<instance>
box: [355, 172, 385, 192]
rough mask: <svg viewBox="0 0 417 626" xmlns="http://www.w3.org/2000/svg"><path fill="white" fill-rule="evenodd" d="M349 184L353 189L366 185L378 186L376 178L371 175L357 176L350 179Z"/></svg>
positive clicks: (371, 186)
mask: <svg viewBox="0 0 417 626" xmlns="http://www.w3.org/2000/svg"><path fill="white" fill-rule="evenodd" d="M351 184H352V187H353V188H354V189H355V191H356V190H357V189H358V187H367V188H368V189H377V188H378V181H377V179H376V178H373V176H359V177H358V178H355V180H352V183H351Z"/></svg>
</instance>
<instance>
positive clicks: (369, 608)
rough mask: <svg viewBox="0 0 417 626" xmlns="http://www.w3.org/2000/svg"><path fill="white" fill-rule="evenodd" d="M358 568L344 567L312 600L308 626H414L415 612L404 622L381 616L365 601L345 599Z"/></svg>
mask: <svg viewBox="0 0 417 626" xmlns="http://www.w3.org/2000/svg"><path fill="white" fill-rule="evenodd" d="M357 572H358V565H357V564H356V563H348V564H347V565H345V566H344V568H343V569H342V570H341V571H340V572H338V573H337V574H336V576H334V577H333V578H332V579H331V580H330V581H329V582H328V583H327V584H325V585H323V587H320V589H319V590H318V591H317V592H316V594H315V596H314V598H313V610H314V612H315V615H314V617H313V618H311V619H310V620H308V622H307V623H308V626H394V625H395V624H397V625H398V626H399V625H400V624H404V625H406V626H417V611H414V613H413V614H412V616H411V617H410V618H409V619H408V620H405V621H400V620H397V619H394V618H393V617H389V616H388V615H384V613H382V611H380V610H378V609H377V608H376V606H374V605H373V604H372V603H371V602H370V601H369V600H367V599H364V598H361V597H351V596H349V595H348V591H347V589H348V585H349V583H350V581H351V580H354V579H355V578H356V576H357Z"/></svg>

## What to do
Reproduce the entries above exactly, starting at their first line and finishing with the line that contains "positive clicks: (369, 608)".

## Task output
<instance>
box: [355, 172, 385, 192]
rough mask: <svg viewBox="0 0 417 626" xmlns="http://www.w3.org/2000/svg"><path fill="white" fill-rule="evenodd" d="M349 184L353 189L366 185L378 186L376 178L371 175L357 176L350 179Z"/></svg>
positive clicks: (371, 186)
mask: <svg viewBox="0 0 417 626" xmlns="http://www.w3.org/2000/svg"><path fill="white" fill-rule="evenodd" d="M351 184H352V187H353V188H354V189H355V191H356V190H357V189H358V187H367V188H368V189H377V188H378V181H377V179H376V178H373V176H359V177H358V178H355V180H352V183H351Z"/></svg>
</instance>
<instance>
positive clicks: (369, 608)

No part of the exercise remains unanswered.